> Quoted passage
+---+
Alternatively, the coolant pump 240, lubricant pump 225 and/or the
heat exchanger 235 can be remotely located from the rotating
control head 100.
[0066] Turning now to a brief discussion on high pressure rotating
control heads in accordance with embodiments of the present
invention, such a high pressure rotating control head 300 is shown
in FIGS. 12 and 13. The high pressure rotating control head 300
comprises an upper stripper rubber apparatus 302 mounted on the low
pressure rotating control head 100 of FIGS. 4-12 in a manner
whereby the upper stripper rubber apparatus 302 is mounted in place
of the top drive 169. A canister body 304 of the upper stripper
rubber apparatus 302 carries the spring-loaded seal unit 166. The
spring-loaded seal unit 166 is engaged between the canister body
304 and the cover plate 168 in the same manner is it is between the
top drive 169 and cover plate 168 in the low pressure rotating
control head 100. The canister body 304 is attached to the outer
barrel 126 in a manner whereby rotation of the canister body 304
with respect to the outer barrel 126 is substantially precluded and
whereby vertical displacement during use is substantially
precluded.
[0067] A top driver cover 306 (i.e., also referred to herein as a
canister body lid) of the upper stripper rubber apparatus 302 is
configured for having a stripper rubber assembly 307 operably and
fixedly attached thereto. In this manner, the high pressure
rotating control head 300 is configured for having spaced apart
stripper rubber assemblies (i.e., stripper rubber assemblies 145,
307) attached thereto. A first one of such spaced apart stripper
rubber assemblies (i.e., stripper rubber assembly 145) is fixedly
attached to an end portion of the inner barrel 148 and a second one
of such spaced apart stripper rubber assemblies (i.e., stripper
rubber assembly 1307) is fixedly attached to the top driver cover
306.
[0068] The top driver cover 306 can be engaged with the canister
body 304 through any number of different types of interconnection
approaches. Mechanical fasteners such as screws, pins and the like
are an example of such possible interconnection approaches. The
objective of such interconnection is to secure the top driver cover
306 and canister body 304 to each other in a manner than precludes
relative rotation and vertical separation therebetween.
[0069] A bayonet style interconnection is a preferred embodiment
for interconnecting a top driver cover and a canister body. FIGS.
14-16 show an embodiment of the upper stripper rubber apparatus 350
including a canister body 354, a canister body lid 356 (i.e., top
driver cover) and a kelly driver 357. The upper stripper rubber
apparatus 350 includes a bayonet style interconnection between the
canister body cover 356 and the canister body 354. The upper
stripper rubber apparatus 350 shown in FIGS. 14-16 and the upper
stripper rubber apparatus 302 shown in FIGS. 12 and 13 are
interchangeable with respect to a given high pressure rotating
control head.
+---+
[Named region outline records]

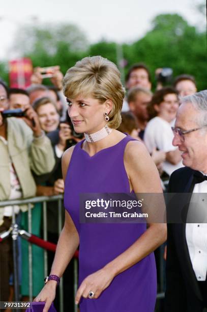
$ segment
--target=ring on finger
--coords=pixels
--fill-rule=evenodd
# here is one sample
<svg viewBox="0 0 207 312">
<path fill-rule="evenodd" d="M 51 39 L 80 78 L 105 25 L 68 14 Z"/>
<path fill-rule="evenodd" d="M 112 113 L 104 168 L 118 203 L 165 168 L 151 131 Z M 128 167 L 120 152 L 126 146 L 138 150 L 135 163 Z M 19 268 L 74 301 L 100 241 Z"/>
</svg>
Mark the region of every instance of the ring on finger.
<svg viewBox="0 0 207 312">
<path fill-rule="evenodd" d="M 92 299 L 92 298 L 94 298 L 94 295 L 95 294 L 94 292 L 92 292 L 92 291 L 90 291 L 88 293 L 88 298 L 90 298 L 90 299 Z"/>
</svg>

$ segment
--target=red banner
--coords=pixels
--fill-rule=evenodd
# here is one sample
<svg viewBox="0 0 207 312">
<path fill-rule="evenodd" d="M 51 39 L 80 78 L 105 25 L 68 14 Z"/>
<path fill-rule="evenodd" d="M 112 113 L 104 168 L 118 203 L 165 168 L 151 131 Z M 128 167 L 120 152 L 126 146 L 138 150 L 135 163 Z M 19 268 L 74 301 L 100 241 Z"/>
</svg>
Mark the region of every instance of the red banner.
<svg viewBox="0 0 207 312">
<path fill-rule="evenodd" d="M 10 88 L 25 89 L 31 85 L 33 64 L 30 59 L 23 58 L 9 62 Z"/>
</svg>

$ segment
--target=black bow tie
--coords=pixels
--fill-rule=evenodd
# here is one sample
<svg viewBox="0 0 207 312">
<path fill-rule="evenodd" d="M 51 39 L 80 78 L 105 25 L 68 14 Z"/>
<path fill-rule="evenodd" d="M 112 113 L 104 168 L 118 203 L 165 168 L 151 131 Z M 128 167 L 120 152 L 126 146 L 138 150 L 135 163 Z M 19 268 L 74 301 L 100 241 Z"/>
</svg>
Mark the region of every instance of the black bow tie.
<svg viewBox="0 0 207 312">
<path fill-rule="evenodd" d="M 196 183 L 201 183 L 201 182 L 207 180 L 207 175 L 204 175 L 200 171 L 195 171 L 193 175 L 195 184 Z"/>
</svg>

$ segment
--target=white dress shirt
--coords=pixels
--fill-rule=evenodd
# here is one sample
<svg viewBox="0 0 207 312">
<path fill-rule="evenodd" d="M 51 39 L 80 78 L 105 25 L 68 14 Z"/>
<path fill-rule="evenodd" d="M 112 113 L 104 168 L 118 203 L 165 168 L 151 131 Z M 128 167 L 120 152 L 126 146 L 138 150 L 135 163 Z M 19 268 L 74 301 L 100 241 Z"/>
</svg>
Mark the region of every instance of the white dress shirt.
<svg viewBox="0 0 207 312">
<path fill-rule="evenodd" d="M 195 195 L 195 200 L 193 200 L 193 194 L 196 193 L 199 195 Z M 189 209 L 190 213 L 192 213 L 192 211 L 194 210 L 195 213 L 195 209 L 199 209 L 200 213 L 201 211 L 203 217 L 206 217 L 206 193 L 207 180 L 195 185 Z M 196 202 L 196 205 L 195 202 Z M 197 211 L 195 212 L 196 214 L 198 213 Z M 188 217 L 188 213 L 187 221 Z M 202 222 L 207 222 L 207 220 L 203 220 Z M 198 281 L 205 280 L 207 272 L 207 223 L 187 223 L 186 236 L 192 265 L 197 279 Z"/>
</svg>

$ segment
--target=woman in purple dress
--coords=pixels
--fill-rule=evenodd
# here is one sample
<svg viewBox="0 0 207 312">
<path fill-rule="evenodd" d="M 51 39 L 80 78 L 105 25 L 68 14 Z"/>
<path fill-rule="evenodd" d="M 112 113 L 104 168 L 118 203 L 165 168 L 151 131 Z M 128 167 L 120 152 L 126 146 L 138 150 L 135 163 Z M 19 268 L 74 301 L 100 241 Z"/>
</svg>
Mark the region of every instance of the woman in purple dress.
<svg viewBox="0 0 207 312">
<path fill-rule="evenodd" d="M 125 92 L 120 73 L 100 56 L 70 68 L 63 82 L 68 114 L 85 140 L 63 157 L 65 222 L 49 280 L 36 298 L 47 312 L 60 278 L 79 245 L 81 312 L 153 312 L 156 291 L 153 251 L 164 242 L 164 224 L 79 222 L 81 193 L 162 193 L 144 145 L 115 130 Z"/>
</svg>

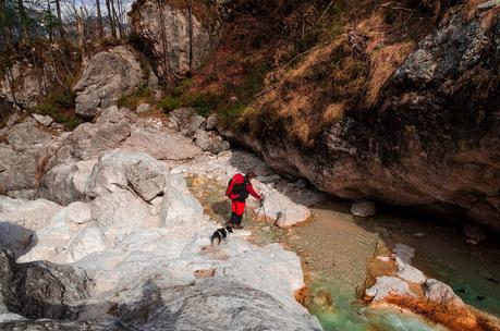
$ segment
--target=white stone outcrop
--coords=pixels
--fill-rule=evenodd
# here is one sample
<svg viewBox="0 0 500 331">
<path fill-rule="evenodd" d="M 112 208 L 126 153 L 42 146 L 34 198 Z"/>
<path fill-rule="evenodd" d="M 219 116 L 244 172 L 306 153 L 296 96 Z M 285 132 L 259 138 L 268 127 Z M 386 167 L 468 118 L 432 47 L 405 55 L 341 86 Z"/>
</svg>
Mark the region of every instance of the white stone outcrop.
<svg viewBox="0 0 500 331">
<path fill-rule="evenodd" d="M 153 70 L 144 70 L 144 65 L 127 46 L 117 46 L 92 57 L 74 87 L 76 113 L 93 118 L 141 85 L 155 86 L 157 78 Z"/>
</svg>

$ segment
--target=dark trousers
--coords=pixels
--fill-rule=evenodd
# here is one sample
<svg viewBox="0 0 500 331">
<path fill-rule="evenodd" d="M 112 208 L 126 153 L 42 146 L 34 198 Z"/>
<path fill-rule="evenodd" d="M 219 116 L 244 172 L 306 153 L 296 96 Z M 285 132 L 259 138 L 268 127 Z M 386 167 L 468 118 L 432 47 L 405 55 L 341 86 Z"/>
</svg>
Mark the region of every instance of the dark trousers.
<svg viewBox="0 0 500 331">
<path fill-rule="evenodd" d="M 231 204 L 231 218 L 230 223 L 241 225 L 243 220 L 243 213 L 245 212 L 245 203 L 232 200 Z"/>
</svg>

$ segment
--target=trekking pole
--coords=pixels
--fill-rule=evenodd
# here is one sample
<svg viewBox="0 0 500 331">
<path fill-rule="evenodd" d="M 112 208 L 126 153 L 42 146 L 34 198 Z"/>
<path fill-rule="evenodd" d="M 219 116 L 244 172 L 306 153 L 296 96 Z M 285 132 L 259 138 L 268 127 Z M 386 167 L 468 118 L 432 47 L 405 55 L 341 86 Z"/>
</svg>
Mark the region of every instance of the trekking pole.
<svg viewBox="0 0 500 331">
<path fill-rule="evenodd" d="M 267 225 L 267 214 L 266 214 L 266 208 L 264 208 L 264 203 L 266 200 L 266 195 L 263 194 L 263 200 L 260 201 L 260 209 L 264 212 L 264 219 L 266 220 L 266 225 Z"/>
</svg>

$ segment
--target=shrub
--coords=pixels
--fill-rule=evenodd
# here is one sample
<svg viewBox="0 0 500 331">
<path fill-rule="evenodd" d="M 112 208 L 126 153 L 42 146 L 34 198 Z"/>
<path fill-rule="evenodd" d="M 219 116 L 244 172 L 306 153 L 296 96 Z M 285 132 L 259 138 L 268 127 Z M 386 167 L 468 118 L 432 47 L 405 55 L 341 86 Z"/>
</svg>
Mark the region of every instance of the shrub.
<svg viewBox="0 0 500 331">
<path fill-rule="evenodd" d="M 158 108 L 164 112 L 171 112 L 179 107 L 181 107 L 181 101 L 178 97 L 173 96 L 167 96 L 160 102 L 158 102 Z"/>
<path fill-rule="evenodd" d="M 214 94 L 187 94 L 182 97 L 183 106 L 191 106 L 203 117 L 216 111 L 221 98 Z"/>
</svg>

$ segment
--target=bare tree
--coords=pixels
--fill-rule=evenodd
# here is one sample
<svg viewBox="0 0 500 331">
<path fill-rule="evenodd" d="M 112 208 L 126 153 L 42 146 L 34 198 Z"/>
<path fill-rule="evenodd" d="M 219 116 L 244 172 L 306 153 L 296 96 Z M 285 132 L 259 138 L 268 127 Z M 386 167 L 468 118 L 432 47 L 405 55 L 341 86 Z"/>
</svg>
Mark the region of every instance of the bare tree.
<svg viewBox="0 0 500 331">
<path fill-rule="evenodd" d="M 193 72 L 193 8 L 191 0 L 185 0 L 187 5 L 187 17 L 190 20 L 190 73 Z"/>
<path fill-rule="evenodd" d="M 117 38 L 117 28 L 114 26 L 113 12 L 111 11 L 110 0 L 106 0 L 106 8 L 108 9 L 108 20 L 109 20 L 109 28 L 111 29 L 111 36 L 113 38 Z"/>
<path fill-rule="evenodd" d="M 96 8 L 97 8 L 97 30 L 99 33 L 99 38 L 102 39 L 105 36 L 105 30 L 102 27 L 102 15 L 100 13 L 100 1 L 96 0 Z"/>
<path fill-rule="evenodd" d="M 118 25 L 118 33 L 119 33 L 119 36 L 120 38 L 122 37 L 122 25 L 120 23 L 120 20 L 118 19 L 118 15 L 117 15 L 117 10 L 114 9 L 114 0 L 109 0 L 109 2 L 111 2 L 111 10 L 112 10 L 112 16 L 113 16 L 113 22 L 115 25 Z M 114 36 L 114 38 L 117 38 L 117 36 Z"/>
<path fill-rule="evenodd" d="M 58 15 L 59 23 L 59 38 L 64 39 L 64 24 L 61 17 L 61 3 L 60 0 L 56 0 L 56 13 Z"/>
</svg>

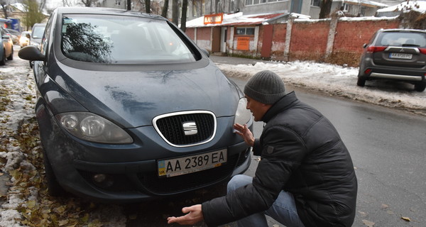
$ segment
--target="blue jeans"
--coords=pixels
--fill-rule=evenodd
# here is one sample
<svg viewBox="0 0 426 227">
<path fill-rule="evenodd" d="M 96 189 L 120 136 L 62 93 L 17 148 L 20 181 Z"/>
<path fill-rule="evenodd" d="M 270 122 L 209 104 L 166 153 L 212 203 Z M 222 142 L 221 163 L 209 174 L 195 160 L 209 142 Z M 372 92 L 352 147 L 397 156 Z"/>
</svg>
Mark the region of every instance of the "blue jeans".
<svg viewBox="0 0 426 227">
<path fill-rule="evenodd" d="M 228 193 L 239 187 L 251 184 L 253 177 L 246 175 L 236 175 L 228 183 Z M 304 227 L 299 218 L 296 204 L 293 194 L 281 191 L 277 199 L 266 211 L 252 214 L 237 221 L 241 227 L 263 227 L 268 226 L 265 215 L 273 218 L 287 227 Z"/>
</svg>

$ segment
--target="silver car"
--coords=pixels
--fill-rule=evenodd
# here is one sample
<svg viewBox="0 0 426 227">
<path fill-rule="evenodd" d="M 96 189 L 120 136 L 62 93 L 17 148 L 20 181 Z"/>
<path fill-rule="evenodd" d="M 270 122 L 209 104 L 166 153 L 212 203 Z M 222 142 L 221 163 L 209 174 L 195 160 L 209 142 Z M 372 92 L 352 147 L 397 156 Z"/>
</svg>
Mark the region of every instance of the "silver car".
<svg viewBox="0 0 426 227">
<path fill-rule="evenodd" d="M 3 46 L 3 48 L 0 50 L 0 65 L 4 65 L 6 59 L 9 60 L 13 59 L 13 43 L 2 27 L 0 27 L 0 34 L 1 35 L 1 45 Z"/>
</svg>

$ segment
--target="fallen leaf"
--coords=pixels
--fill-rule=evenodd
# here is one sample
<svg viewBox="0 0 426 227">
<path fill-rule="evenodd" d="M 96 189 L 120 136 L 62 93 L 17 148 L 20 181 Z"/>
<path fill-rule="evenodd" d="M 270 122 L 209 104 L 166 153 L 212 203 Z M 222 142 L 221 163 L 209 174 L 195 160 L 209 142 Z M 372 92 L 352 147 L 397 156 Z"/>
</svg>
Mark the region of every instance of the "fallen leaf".
<svg viewBox="0 0 426 227">
<path fill-rule="evenodd" d="M 374 222 L 366 219 L 362 219 L 362 222 L 364 223 L 364 225 L 367 226 L 368 227 L 373 227 L 373 226 L 376 224 Z"/>
<path fill-rule="evenodd" d="M 61 220 L 61 221 L 60 221 L 58 223 L 58 224 L 60 226 L 65 226 L 65 225 L 66 225 L 66 224 L 67 224 L 67 223 L 68 223 L 68 219 Z"/>
<path fill-rule="evenodd" d="M 411 221 L 411 219 L 410 219 L 408 217 L 401 217 L 401 219 L 407 221 Z"/>
<path fill-rule="evenodd" d="M 386 209 L 386 208 L 388 208 L 388 207 L 389 207 L 389 206 L 388 206 L 388 205 L 386 205 L 386 204 L 382 204 L 382 206 L 381 206 L 381 208 L 382 208 L 382 209 Z"/>
</svg>

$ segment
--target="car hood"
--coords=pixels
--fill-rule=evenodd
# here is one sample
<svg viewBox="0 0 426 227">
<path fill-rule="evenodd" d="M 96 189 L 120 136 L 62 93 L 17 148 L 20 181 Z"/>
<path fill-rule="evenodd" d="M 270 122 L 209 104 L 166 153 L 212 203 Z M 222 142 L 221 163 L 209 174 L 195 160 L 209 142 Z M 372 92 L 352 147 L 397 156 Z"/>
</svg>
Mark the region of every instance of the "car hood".
<svg viewBox="0 0 426 227">
<path fill-rule="evenodd" d="M 164 71 L 99 72 L 65 65 L 60 69 L 54 78 L 59 86 L 89 111 L 125 128 L 152 125 L 154 117 L 178 111 L 233 116 L 239 99 L 237 88 L 213 63 Z"/>
</svg>

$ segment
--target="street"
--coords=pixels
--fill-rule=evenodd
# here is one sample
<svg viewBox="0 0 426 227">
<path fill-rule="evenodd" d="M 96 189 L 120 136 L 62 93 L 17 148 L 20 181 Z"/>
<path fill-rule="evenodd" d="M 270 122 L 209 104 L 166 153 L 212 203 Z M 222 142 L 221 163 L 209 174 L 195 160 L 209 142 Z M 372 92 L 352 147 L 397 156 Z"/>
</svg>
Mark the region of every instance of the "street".
<svg viewBox="0 0 426 227">
<path fill-rule="evenodd" d="M 13 67 L 13 70 L 18 67 L 28 67 L 28 62 L 17 57 L 17 52 L 16 50 L 13 60 L 0 67 L 0 72 L 10 67 Z M 4 79 L 3 72 L 1 77 Z M 241 89 L 246 82 L 246 79 L 231 79 Z M 426 147 L 426 117 L 364 102 L 307 92 L 289 86 L 286 87 L 286 90 L 288 92 L 295 90 L 302 101 L 317 109 L 327 117 L 337 128 L 351 153 L 359 183 L 357 211 L 353 226 L 420 227 L 426 225 L 426 166 L 424 165 L 426 160 L 424 150 Z M 14 111 L 19 110 L 16 107 Z M 33 114 L 33 109 L 29 111 Z M 29 114 L 26 118 L 33 117 Z M 261 135 L 263 125 L 261 122 L 256 123 L 253 131 L 256 137 Z M 3 138 L 6 138 L 6 133 L 1 133 Z M 252 157 L 252 164 L 246 175 L 254 175 L 257 158 Z M 37 170 L 43 172 L 40 169 Z M 167 225 L 167 217 L 180 215 L 183 206 L 200 203 L 224 193 L 224 187 L 219 186 L 160 201 L 112 205 L 91 204 L 72 197 L 52 198 L 40 192 L 37 203 L 41 204 L 40 201 L 43 201 L 43 204 L 48 204 L 49 209 L 52 211 L 58 210 L 58 207 L 70 209 L 64 211 L 68 216 L 76 214 L 82 218 L 84 214 L 89 214 L 87 221 L 93 226 L 178 226 Z M 30 199 L 24 201 L 27 201 L 26 206 L 28 207 Z M 73 206 L 67 205 L 70 204 Z M 3 211 L 9 209 L 10 205 L 7 204 L 2 206 Z M 59 205 L 53 208 L 52 204 Z M 3 215 L 1 218 L 4 218 Z M 71 225 L 72 222 L 68 223 Z M 205 225 L 199 223 L 194 226 Z M 235 224 L 224 226 L 235 226 Z M 283 226 L 270 220 L 270 226 Z"/>
</svg>

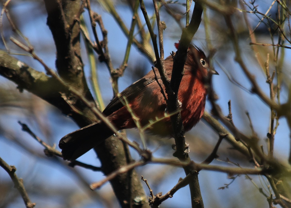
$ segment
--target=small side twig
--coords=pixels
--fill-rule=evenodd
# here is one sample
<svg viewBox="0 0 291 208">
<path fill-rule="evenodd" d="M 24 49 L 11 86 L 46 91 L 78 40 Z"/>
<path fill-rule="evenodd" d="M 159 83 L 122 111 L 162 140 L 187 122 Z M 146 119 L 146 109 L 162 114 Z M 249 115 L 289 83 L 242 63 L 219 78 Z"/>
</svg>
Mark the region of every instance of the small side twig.
<svg viewBox="0 0 291 208">
<path fill-rule="evenodd" d="M 29 134 L 31 136 L 34 138 L 36 141 L 43 146 L 45 148 L 46 150 L 47 150 L 48 151 L 49 153 L 47 155 L 56 155 L 59 157 L 62 157 L 62 153 L 56 149 L 55 147 L 52 147 L 50 145 L 49 145 L 46 143 L 42 141 L 39 137 L 37 136 L 35 134 L 32 132 L 27 126 L 27 125 L 25 124 L 22 123 L 19 121 L 18 121 L 18 123 L 19 124 L 22 128 L 22 131 L 26 132 Z"/>
<path fill-rule="evenodd" d="M 154 196 L 154 194 L 152 193 L 152 190 L 150 188 L 150 185 L 148 183 L 148 180 L 144 178 L 143 176 L 141 176 L 141 180 L 143 180 L 146 183 L 146 186 L 148 186 L 148 190 L 150 191 L 150 194 L 152 196 L 153 198 L 155 197 L 155 196 Z"/>
<path fill-rule="evenodd" d="M 33 208 L 35 203 L 31 202 L 27 193 L 23 185 L 23 180 L 18 178 L 15 173 L 16 169 L 14 166 L 9 165 L 0 157 L 0 166 L 2 167 L 9 174 L 14 184 L 14 186 L 20 193 L 25 204 L 26 208 Z"/>
<path fill-rule="evenodd" d="M 219 133 L 219 138 L 217 141 L 215 146 L 214 147 L 214 149 L 212 150 L 211 154 L 207 158 L 205 159 L 201 163 L 203 164 L 209 164 L 214 160 L 218 157 L 218 155 L 217 154 L 217 150 L 218 150 L 218 147 L 220 145 L 220 143 L 222 141 L 222 140 L 225 138 L 228 135 L 227 134 Z M 197 171 L 198 172 L 200 171 L 200 170 L 198 170 Z"/>
<path fill-rule="evenodd" d="M 123 166 L 107 176 L 100 181 L 91 184 L 90 185 L 90 188 L 92 190 L 99 188 L 106 183 L 113 179 L 118 175 L 125 173 L 136 167 L 141 166 L 145 164 L 146 162 L 143 160 L 141 160 Z"/>
</svg>

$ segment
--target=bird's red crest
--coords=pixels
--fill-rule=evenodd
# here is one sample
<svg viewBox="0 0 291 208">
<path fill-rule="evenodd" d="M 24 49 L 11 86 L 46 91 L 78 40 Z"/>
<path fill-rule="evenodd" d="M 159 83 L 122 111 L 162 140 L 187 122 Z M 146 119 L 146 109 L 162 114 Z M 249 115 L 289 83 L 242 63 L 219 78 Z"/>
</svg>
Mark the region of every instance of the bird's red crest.
<svg viewBox="0 0 291 208">
<path fill-rule="evenodd" d="M 178 48 L 179 47 L 179 44 L 180 43 L 180 40 L 179 40 L 179 43 L 175 43 L 175 44 L 174 44 L 174 45 L 175 46 L 175 47 L 176 48 L 176 49 L 177 50 L 178 50 Z"/>
</svg>

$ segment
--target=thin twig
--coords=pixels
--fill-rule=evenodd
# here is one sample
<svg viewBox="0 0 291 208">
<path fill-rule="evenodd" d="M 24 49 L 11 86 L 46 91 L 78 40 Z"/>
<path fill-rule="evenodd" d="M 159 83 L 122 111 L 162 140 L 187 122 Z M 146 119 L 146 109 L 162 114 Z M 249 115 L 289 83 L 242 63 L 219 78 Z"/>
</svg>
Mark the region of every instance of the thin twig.
<svg viewBox="0 0 291 208">
<path fill-rule="evenodd" d="M 141 160 L 123 166 L 107 176 L 106 177 L 100 181 L 92 184 L 90 186 L 90 188 L 92 190 L 99 188 L 106 182 L 113 179 L 117 175 L 125 173 L 135 168 L 143 165 L 145 164 L 146 162 L 144 160 Z"/>
<path fill-rule="evenodd" d="M 7 172 L 11 178 L 12 181 L 14 184 L 15 187 L 16 188 L 21 195 L 26 208 L 34 207 L 36 205 L 36 203 L 32 203 L 30 200 L 23 185 L 23 180 L 22 179 L 19 179 L 15 173 L 16 170 L 15 167 L 9 165 L 1 158 L 0 158 L 0 166 Z"/>
</svg>

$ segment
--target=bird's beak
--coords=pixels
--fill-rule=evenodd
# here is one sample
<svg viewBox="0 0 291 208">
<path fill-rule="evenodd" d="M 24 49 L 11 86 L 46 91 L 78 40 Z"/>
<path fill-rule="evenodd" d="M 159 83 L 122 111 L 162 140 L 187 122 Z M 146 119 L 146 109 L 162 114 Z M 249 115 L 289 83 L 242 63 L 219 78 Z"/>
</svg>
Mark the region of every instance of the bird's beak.
<svg viewBox="0 0 291 208">
<path fill-rule="evenodd" d="M 219 74 L 213 68 L 212 68 L 210 69 L 209 71 L 209 73 L 212 75 L 219 75 Z"/>
</svg>

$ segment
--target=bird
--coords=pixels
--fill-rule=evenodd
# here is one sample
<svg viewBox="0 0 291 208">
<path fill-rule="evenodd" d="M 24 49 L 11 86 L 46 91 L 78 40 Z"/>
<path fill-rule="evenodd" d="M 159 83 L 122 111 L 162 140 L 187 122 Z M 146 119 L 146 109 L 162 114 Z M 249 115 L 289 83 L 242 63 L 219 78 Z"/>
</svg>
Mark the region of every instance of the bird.
<svg viewBox="0 0 291 208">
<path fill-rule="evenodd" d="M 175 44 L 177 49 L 178 44 Z M 166 75 L 171 78 L 173 56 L 167 57 L 164 63 Z M 187 132 L 198 122 L 203 114 L 207 78 L 210 74 L 218 73 L 212 68 L 210 69 L 208 59 L 202 50 L 192 44 L 189 45 L 184 68 L 178 98 L 183 126 Z M 173 133 L 170 118 L 165 116 L 167 111 L 165 99 L 167 95 L 161 92 L 161 87 L 164 92 L 165 87 L 157 69 L 153 69 L 120 93 L 120 96 L 113 98 L 102 113 L 119 130 L 136 128 L 129 108 L 138 118 L 142 126 L 148 125 L 151 121 L 158 120 L 148 125 L 147 130 L 150 133 L 170 137 L 173 136 Z M 128 103 L 127 107 L 125 101 Z M 59 144 L 63 158 L 75 160 L 114 133 L 102 121 L 70 133 L 62 138 Z"/>
</svg>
+---+
> Task instructions
In the rotating control head passage, which parts does the first sentence say can be placed away from the rotating control head? Give each with its reference number.

> Written reply
Coolant pump 240, lubricant pump 225, heat exchanger 235